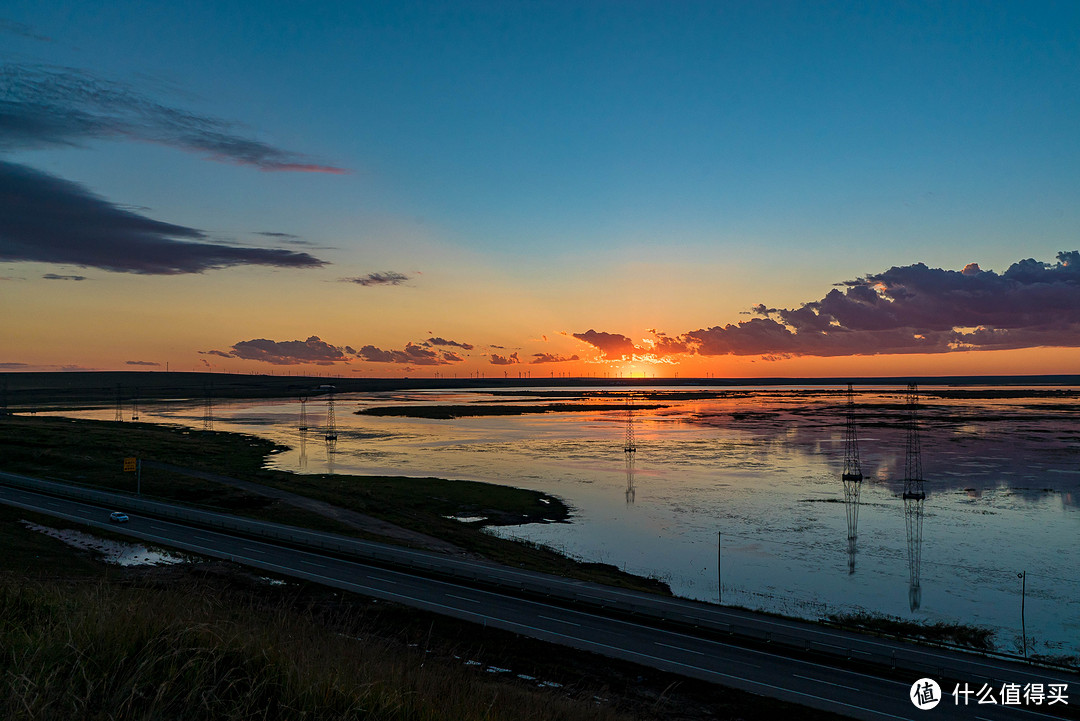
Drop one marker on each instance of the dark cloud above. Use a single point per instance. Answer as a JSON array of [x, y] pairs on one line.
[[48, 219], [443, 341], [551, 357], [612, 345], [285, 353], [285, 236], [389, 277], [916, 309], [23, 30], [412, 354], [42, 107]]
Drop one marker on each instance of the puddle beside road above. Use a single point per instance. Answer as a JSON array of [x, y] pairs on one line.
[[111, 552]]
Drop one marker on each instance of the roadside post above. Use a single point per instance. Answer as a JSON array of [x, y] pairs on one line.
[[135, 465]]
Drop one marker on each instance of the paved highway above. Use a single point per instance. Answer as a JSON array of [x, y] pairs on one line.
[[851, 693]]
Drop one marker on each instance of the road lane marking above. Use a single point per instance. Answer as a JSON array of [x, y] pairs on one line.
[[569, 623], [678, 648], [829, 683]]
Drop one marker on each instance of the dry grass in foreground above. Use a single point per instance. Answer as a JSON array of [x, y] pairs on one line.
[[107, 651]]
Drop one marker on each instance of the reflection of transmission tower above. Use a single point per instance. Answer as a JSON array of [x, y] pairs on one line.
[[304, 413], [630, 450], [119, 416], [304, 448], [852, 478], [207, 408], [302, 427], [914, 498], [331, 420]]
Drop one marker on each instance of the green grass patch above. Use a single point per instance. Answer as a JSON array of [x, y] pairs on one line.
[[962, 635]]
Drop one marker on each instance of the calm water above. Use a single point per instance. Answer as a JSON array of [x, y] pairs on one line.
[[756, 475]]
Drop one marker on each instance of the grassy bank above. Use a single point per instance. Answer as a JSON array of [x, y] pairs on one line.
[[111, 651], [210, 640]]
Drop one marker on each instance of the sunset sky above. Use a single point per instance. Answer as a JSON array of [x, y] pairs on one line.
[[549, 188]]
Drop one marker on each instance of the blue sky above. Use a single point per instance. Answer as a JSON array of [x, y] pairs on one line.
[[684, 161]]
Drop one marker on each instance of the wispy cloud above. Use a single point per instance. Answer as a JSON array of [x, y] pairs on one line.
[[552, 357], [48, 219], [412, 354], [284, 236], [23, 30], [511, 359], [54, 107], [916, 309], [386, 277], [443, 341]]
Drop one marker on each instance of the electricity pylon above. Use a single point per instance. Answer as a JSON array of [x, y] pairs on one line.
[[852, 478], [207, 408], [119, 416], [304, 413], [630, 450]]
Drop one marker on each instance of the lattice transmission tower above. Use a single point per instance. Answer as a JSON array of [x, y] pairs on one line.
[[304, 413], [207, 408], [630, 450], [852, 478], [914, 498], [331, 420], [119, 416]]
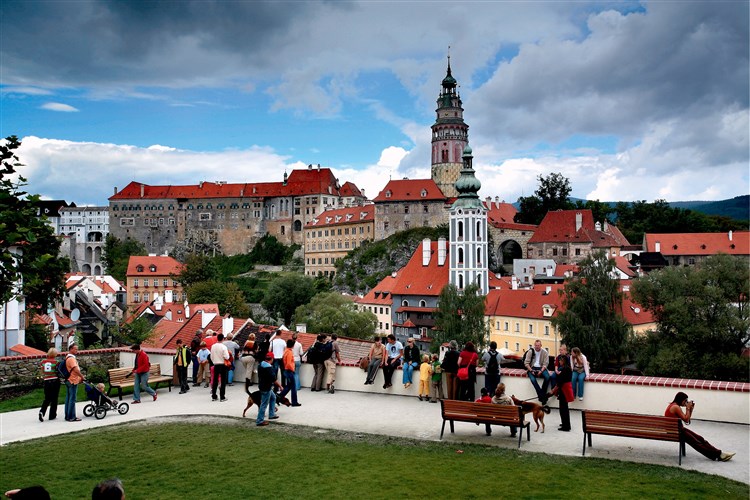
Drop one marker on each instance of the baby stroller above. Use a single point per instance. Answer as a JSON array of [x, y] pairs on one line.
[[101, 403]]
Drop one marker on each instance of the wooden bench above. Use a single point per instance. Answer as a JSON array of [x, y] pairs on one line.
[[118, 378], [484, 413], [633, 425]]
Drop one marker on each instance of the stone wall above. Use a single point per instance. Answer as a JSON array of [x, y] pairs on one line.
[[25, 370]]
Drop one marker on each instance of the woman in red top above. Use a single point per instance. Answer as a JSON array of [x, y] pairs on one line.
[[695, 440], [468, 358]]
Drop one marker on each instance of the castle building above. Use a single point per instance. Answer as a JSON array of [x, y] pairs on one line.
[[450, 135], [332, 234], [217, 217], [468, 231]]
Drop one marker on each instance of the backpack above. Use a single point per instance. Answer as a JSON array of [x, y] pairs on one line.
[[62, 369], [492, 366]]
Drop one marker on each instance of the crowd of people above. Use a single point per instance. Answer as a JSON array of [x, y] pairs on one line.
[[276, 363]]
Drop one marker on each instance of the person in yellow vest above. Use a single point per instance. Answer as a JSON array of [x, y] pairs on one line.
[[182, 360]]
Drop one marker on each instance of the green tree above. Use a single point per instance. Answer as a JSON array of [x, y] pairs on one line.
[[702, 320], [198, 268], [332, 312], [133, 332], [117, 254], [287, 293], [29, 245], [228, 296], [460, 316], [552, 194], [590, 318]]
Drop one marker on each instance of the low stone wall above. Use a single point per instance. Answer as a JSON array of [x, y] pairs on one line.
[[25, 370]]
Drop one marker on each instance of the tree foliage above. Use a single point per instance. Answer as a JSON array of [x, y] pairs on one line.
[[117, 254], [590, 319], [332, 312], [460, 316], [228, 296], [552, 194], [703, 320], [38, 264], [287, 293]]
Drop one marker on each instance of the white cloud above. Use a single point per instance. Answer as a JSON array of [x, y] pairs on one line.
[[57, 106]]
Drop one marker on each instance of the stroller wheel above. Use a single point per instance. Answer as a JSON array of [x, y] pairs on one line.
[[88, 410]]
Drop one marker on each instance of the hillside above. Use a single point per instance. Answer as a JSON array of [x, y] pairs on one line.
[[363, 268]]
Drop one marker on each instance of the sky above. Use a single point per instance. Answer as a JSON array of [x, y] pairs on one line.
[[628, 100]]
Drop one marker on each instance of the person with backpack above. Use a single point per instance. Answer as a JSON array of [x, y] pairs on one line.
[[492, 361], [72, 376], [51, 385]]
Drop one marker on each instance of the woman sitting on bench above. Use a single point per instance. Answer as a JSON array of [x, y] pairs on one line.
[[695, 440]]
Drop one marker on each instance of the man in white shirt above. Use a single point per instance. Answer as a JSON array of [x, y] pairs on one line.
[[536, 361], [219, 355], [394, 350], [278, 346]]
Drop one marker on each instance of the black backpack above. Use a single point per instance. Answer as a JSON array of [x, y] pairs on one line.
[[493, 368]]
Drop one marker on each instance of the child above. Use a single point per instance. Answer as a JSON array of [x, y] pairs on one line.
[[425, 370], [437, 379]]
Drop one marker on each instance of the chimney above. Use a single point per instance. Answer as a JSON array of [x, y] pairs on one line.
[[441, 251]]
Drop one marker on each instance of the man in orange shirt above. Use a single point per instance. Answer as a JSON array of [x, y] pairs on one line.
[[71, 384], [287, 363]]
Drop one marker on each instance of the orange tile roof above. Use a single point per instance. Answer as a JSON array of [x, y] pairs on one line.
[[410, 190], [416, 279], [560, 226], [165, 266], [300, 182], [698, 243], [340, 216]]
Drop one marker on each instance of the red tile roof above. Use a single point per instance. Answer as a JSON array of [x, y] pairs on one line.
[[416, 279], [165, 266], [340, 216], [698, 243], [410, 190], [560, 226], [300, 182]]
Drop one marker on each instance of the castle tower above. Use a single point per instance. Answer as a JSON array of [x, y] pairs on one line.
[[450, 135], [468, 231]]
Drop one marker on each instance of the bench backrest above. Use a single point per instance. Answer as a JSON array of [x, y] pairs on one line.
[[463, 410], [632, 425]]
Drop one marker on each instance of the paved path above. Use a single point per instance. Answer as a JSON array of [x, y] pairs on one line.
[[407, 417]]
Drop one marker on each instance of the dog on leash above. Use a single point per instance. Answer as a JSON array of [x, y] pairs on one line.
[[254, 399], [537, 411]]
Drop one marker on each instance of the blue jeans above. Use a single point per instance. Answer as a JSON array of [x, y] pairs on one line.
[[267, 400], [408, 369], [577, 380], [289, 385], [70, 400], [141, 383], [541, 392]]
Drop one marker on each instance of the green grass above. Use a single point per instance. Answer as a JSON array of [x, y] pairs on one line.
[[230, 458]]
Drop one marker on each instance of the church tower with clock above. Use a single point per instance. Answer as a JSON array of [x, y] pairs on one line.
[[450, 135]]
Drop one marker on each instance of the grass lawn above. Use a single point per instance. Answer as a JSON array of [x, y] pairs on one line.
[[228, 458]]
---
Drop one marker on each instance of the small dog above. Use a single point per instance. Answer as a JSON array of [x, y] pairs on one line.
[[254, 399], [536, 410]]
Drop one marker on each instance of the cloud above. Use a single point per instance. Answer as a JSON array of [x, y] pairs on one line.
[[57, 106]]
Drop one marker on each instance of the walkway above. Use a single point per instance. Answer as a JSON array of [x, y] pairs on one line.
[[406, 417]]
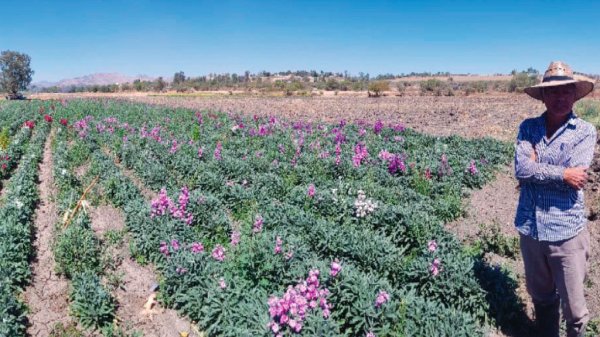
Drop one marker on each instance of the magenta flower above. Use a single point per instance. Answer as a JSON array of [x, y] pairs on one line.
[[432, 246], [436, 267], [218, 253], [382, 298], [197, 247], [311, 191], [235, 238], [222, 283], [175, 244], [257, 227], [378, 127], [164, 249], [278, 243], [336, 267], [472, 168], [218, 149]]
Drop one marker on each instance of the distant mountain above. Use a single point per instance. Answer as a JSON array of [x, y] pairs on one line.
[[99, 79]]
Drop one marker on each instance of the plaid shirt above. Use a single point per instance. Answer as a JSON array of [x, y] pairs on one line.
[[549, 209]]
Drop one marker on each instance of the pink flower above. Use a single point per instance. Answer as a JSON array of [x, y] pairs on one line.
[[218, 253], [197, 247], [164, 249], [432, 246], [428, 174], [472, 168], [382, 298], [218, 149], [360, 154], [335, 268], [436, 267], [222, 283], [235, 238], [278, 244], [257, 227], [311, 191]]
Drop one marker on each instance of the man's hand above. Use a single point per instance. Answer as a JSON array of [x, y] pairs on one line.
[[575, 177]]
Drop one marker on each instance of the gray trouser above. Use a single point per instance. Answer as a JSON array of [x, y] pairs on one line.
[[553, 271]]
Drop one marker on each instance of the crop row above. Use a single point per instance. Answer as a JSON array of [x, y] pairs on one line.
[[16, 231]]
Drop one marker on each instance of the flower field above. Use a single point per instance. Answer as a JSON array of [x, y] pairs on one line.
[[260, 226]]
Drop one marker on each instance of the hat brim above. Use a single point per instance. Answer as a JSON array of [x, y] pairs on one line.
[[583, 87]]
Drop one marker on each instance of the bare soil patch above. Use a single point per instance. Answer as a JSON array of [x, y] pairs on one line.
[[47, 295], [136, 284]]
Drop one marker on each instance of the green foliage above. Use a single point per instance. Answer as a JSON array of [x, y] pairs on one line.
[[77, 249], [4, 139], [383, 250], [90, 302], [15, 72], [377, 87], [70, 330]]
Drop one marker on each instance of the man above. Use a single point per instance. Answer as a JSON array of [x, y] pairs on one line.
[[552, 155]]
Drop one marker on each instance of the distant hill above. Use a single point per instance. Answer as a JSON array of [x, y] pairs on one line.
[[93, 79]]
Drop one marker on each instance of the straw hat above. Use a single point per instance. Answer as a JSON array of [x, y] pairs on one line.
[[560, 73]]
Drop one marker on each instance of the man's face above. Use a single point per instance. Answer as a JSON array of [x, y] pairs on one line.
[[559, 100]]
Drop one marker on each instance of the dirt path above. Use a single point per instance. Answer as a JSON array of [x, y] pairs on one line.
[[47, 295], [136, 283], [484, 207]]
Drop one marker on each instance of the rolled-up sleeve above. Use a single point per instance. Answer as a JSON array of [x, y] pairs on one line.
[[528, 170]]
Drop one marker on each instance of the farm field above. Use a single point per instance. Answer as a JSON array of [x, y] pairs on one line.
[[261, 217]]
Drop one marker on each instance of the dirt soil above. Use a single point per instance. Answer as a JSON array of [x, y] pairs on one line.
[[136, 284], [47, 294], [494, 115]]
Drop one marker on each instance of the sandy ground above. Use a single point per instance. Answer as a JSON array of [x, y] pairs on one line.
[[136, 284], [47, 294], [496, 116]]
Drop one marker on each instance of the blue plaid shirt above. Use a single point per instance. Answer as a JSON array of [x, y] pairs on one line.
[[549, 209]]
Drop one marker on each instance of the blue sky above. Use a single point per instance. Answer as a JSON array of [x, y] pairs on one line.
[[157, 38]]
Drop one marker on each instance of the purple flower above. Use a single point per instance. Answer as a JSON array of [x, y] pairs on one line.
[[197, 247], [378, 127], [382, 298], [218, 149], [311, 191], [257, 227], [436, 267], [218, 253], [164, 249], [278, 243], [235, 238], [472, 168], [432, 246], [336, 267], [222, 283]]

▸ **YOUR GOAL**
From the data above, pull out each line containing the string "cloud" and copy it unchanged.

▸ **THE REPLY**
Drop one marker on each instance of the dark cloud above. Use a single point per instance. Answer as a JSON array of [x, y] pairs on one line.
Drop one marker on each instance of the wispy cloud above. Use a single point per instance. Answer as a JSON array of [x, y] pairs on one line.
Drop one marker on each instance of the white cloud above. Use a single point per instance. Answer as a JSON array of [x, y] pairs on one line.
Drop one marker on each instance of the cloud above. Use a single point per instance. Answer as a JSON array of [x, y] pairs on one line.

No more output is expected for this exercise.